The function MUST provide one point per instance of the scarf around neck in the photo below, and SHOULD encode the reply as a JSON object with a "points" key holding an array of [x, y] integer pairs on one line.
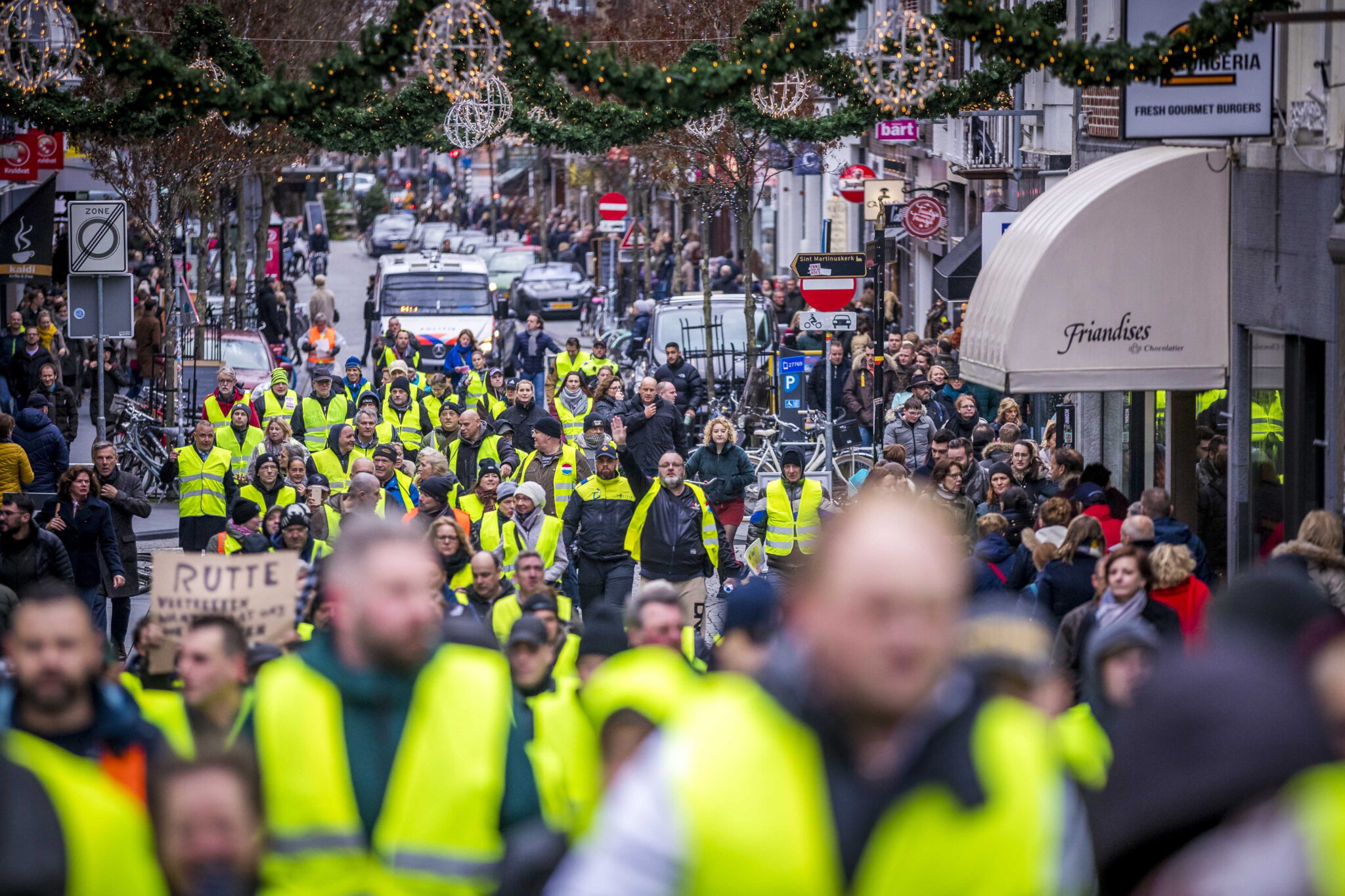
{"points": [[1110, 612], [575, 400]]}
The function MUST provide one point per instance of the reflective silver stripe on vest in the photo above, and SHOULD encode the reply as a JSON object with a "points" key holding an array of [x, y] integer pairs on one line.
{"points": [[315, 843], [441, 865]]}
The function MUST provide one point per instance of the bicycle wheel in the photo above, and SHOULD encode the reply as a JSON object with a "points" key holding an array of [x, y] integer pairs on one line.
{"points": [[845, 465]]}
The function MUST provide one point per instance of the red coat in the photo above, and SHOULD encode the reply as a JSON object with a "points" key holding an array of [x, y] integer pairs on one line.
{"points": [[1188, 599], [1110, 527]]}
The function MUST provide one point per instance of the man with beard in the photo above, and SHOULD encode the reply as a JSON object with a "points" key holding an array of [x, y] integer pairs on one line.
{"points": [[596, 521], [57, 692], [522, 417], [345, 820], [477, 442], [29, 553], [673, 532]]}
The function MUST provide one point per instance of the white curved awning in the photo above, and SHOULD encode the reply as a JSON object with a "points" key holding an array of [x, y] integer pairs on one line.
{"points": [[1114, 280]]}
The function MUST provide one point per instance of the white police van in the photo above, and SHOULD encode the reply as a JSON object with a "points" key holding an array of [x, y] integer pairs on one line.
{"points": [[436, 296]]}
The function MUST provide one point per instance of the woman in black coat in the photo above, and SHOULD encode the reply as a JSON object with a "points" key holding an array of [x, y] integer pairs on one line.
{"points": [[84, 524]]}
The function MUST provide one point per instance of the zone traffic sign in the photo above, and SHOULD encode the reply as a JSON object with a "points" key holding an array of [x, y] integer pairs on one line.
{"points": [[612, 206], [830, 265], [97, 237]]}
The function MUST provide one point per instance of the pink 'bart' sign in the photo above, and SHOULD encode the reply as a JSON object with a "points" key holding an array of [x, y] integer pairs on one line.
{"points": [[899, 131]]}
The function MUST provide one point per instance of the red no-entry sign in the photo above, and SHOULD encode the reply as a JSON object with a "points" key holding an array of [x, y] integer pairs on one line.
{"points": [[827, 293], [612, 207], [852, 182]]}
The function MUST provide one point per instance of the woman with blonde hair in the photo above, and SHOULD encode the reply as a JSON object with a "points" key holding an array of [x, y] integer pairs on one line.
{"points": [[277, 440], [1176, 586], [1067, 582], [455, 554], [1319, 543], [725, 472], [1007, 413]]}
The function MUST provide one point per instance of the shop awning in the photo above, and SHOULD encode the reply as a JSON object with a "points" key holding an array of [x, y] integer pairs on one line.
{"points": [[956, 274], [1114, 280]]}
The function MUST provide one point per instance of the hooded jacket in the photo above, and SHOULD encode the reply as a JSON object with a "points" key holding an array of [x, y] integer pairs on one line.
{"points": [[46, 448], [1169, 531]]}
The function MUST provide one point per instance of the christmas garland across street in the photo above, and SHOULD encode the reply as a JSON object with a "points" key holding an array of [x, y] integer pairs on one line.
{"points": [[595, 98]]}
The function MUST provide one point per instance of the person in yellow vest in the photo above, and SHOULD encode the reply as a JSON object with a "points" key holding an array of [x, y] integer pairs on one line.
{"points": [[242, 532], [572, 405], [213, 711], [277, 402], [319, 413], [267, 486], [218, 405], [598, 362], [531, 528], [572, 359], [477, 441], [74, 828], [238, 438], [335, 459], [486, 532], [407, 416], [564, 744], [368, 436], [787, 517], [868, 762], [437, 396], [341, 816], [684, 555], [556, 465], [296, 535], [322, 343], [205, 486]]}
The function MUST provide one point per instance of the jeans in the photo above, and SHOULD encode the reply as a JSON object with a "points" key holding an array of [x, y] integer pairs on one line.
{"points": [[607, 581], [97, 606]]}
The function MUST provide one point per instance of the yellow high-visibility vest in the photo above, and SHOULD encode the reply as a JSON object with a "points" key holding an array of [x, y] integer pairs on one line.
{"points": [[782, 528], [709, 531], [201, 482], [437, 830], [318, 422], [741, 750]]}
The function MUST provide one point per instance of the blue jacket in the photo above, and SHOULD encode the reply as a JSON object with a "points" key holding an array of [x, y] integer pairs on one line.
{"points": [[992, 550], [1169, 531], [1064, 586], [527, 363], [46, 448]]}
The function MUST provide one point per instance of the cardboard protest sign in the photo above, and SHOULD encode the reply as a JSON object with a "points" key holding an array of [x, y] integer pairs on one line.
{"points": [[257, 590]]}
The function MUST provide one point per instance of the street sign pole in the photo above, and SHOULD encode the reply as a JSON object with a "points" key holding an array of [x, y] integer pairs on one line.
{"points": [[99, 377], [826, 356]]}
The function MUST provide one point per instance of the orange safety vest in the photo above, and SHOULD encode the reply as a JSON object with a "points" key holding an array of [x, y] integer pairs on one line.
{"points": [[314, 335]]}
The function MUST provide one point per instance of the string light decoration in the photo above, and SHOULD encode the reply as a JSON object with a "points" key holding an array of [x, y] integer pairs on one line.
{"points": [[472, 121], [782, 98], [903, 61], [709, 125], [39, 43], [459, 47]]}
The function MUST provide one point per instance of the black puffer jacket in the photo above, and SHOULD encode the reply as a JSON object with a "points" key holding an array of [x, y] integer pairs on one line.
{"points": [[35, 558], [598, 516]]}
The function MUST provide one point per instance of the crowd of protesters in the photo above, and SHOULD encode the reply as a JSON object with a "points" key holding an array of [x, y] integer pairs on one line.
{"points": [[981, 670]]}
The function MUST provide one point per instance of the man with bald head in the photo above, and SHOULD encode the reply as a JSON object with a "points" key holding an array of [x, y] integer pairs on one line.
{"points": [[866, 759], [653, 426], [477, 441], [673, 532]]}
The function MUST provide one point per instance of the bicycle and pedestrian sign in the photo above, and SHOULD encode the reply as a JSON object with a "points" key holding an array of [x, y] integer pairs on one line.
{"points": [[830, 265]]}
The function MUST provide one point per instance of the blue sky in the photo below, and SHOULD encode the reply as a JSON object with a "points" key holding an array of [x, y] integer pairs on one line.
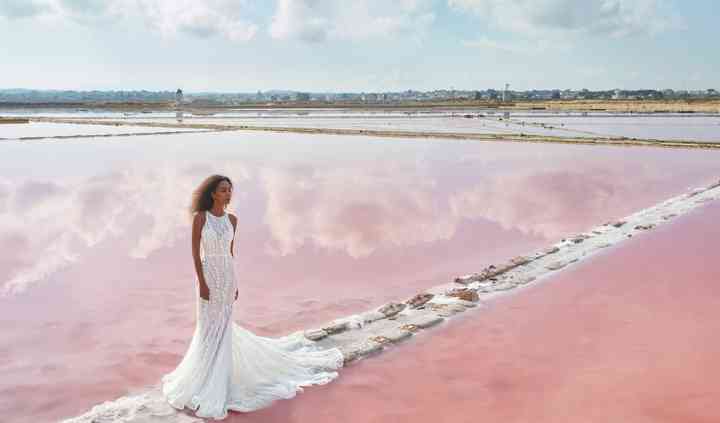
{"points": [[358, 45]]}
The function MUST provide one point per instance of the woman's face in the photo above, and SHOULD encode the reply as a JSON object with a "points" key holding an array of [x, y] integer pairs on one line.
{"points": [[223, 193]]}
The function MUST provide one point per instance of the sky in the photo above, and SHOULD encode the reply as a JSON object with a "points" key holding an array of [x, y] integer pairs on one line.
{"points": [[359, 45]]}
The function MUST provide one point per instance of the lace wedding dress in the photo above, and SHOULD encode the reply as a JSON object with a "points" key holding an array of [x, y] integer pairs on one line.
{"points": [[227, 367]]}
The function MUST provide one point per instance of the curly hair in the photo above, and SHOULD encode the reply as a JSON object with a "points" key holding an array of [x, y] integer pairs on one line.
{"points": [[202, 198]]}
****************************************
> _INSTRUCTIONS TO FOLLOW_
Convert everything from the line containing "The function MUST provide one point per instance of the lace" down to the end of the records into a Markdown table with two columns, Index and Content. Give each line its own numbered row and leave out blank lines.

> _SOLVED PROBLEM_
| Index | Content |
|---|---|
| 1 | The function MUST provide one point per instance of the lace wedding dress in the photo above, and SHOULD encode the reply as a JSON object with a "points" key holding an array of [x, y] integer pairs on one line. |
| 2 | {"points": [[227, 367]]} |
| 3 | The function MUST provide one point per instance of the curly hair in the photo above, and SHOULD encode the reply as a JSON object with a "points" key holding an array of [x, y] integer pairs on one line. |
| 4 | {"points": [[202, 198]]} |